▶ **THE REQUEST**
Output the line that contains "the blue shirt cuff" and every line after it to the end of the entries, with nothing added or left out.

====

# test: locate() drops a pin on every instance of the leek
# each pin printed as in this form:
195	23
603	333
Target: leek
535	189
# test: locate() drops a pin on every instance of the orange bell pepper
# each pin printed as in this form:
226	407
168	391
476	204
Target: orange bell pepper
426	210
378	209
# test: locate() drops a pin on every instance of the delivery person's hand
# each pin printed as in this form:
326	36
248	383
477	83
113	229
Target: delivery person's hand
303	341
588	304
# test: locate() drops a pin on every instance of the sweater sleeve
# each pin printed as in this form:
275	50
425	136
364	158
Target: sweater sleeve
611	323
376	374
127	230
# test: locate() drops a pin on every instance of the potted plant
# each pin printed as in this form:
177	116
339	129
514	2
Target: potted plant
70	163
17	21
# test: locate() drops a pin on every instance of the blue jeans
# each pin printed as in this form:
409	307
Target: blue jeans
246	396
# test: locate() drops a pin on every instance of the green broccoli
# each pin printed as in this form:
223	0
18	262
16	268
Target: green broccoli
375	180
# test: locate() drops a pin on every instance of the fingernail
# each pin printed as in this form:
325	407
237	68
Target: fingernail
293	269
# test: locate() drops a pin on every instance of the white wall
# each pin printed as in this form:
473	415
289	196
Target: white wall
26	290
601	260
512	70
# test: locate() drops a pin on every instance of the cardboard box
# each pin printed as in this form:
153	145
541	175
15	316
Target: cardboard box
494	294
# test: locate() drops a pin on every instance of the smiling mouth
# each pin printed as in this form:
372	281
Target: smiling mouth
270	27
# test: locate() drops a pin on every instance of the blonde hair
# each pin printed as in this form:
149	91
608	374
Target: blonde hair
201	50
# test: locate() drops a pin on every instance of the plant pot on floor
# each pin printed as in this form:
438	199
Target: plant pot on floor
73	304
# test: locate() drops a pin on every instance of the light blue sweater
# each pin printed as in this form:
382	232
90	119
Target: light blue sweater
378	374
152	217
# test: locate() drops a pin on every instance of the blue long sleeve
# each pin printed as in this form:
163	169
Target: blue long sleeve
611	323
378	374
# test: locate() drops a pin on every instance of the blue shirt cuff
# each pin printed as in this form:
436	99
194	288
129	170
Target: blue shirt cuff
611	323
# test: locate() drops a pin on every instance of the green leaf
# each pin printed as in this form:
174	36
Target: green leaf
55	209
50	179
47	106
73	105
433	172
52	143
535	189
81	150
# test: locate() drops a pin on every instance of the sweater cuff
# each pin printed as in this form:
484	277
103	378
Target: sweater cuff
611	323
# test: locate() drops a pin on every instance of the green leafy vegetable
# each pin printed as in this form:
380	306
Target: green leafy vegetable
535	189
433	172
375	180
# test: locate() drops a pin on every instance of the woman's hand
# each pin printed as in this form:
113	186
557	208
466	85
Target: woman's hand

====

▶ **FINISHED ANSWER**
# test: locate() drops a pin on every instance of the blue shirt cuff
# each pin printed as in this form:
436	99
194	288
129	170
Target: blue shirt cuff
611	323
# test: locate() drops a pin on every instance of the green leaf
# each pin printed as in this form:
174	36
Target: green leaf
55	209
50	179
47	106
73	105
433	172
52	143
535	189
81	150
# test: locate() drops a pin on every instance of the sweater cuff
# each pin printed as in this form:
484	277
103	378
Target: sweater cuff
611	323
# test: locate() drops a pin on every instance of the green leafy vegetable
# each pin printed as in this form:
380	306
Target: green leafy vegetable
535	189
433	172
375	180
# test: locate() drops a pin on every instance of the woman's hand
# each pin printed as in this form:
113	186
557	208
466	85
Target: woman's hand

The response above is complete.